§ Your objective
Reproduce the following lines verbatim, without any alteration.

---- Data rows

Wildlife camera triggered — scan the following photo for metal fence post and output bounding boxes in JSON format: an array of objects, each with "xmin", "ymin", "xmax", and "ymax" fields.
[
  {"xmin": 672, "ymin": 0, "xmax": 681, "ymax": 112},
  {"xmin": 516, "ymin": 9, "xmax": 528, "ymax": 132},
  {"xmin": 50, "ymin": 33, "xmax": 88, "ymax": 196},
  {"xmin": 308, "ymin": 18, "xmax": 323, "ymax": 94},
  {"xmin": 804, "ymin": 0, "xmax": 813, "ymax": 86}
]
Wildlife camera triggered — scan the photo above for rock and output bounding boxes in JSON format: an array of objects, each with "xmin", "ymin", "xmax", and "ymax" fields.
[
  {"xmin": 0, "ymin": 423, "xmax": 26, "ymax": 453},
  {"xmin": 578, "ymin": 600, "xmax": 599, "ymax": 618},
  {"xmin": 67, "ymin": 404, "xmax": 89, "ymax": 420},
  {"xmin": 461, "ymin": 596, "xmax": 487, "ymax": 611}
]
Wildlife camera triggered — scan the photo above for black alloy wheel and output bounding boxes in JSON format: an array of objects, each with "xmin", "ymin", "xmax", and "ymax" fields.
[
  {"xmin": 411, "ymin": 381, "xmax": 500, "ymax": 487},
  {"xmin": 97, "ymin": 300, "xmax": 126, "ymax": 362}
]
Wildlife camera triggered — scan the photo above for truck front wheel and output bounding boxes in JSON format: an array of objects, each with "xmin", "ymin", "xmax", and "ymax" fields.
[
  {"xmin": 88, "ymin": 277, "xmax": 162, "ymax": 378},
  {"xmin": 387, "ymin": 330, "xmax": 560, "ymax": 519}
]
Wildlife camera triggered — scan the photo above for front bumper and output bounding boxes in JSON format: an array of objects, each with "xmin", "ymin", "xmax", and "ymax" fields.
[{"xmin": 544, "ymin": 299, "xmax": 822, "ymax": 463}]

--------

§ Finished exercise
Wildlife camera triggered — scan the following photo for metal fence post and output bounding boxes in JSON format: an array of objects, each with "xmin", "ymin", "xmax", and "ymax" fields.
[
  {"xmin": 672, "ymin": 0, "xmax": 681, "ymax": 112},
  {"xmin": 516, "ymin": 9, "xmax": 528, "ymax": 132},
  {"xmin": 50, "ymin": 33, "xmax": 88, "ymax": 196},
  {"xmin": 308, "ymin": 18, "xmax": 323, "ymax": 94},
  {"xmin": 804, "ymin": 0, "xmax": 813, "ymax": 86}
]
Wildlife camera triggered — scan the photo above for rock and output bounding boxes in JSON format: an array of objects, each with "xmin", "ymin", "xmax", and "ymax" fields.
[
  {"xmin": 0, "ymin": 423, "xmax": 26, "ymax": 453},
  {"xmin": 578, "ymin": 600, "xmax": 599, "ymax": 618},
  {"xmin": 67, "ymin": 404, "xmax": 89, "ymax": 420},
  {"xmin": 461, "ymin": 596, "xmax": 487, "ymax": 611}
]
Wildlife camera triggered — scan the photo above for black alloy wheel and output bounding boxes in JSON format: an array of objects, each with "xmin", "ymin", "xmax", and "ymax" fields.
[
  {"xmin": 411, "ymin": 381, "xmax": 500, "ymax": 487},
  {"xmin": 97, "ymin": 300, "xmax": 126, "ymax": 362}
]
Wildlife camera triggered — scan the photo above for truck front wheel and output bounding boxes in JSON format: an array of objects, each with "xmin", "ymin", "xmax", and "ymax" fields.
[
  {"xmin": 88, "ymin": 277, "xmax": 162, "ymax": 378},
  {"xmin": 387, "ymin": 330, "xmax": 560, "ymax": 519}
]
Wildlife camera triggered — scan the photo above for front bumper and output bounding boxes in JSON format: an array of objects, each with "xmin", "ymin", "xmax", and "ymax" fields.
[{"xmin": 544, "ymin": 299, "xmax": 822, "ymax": 463}]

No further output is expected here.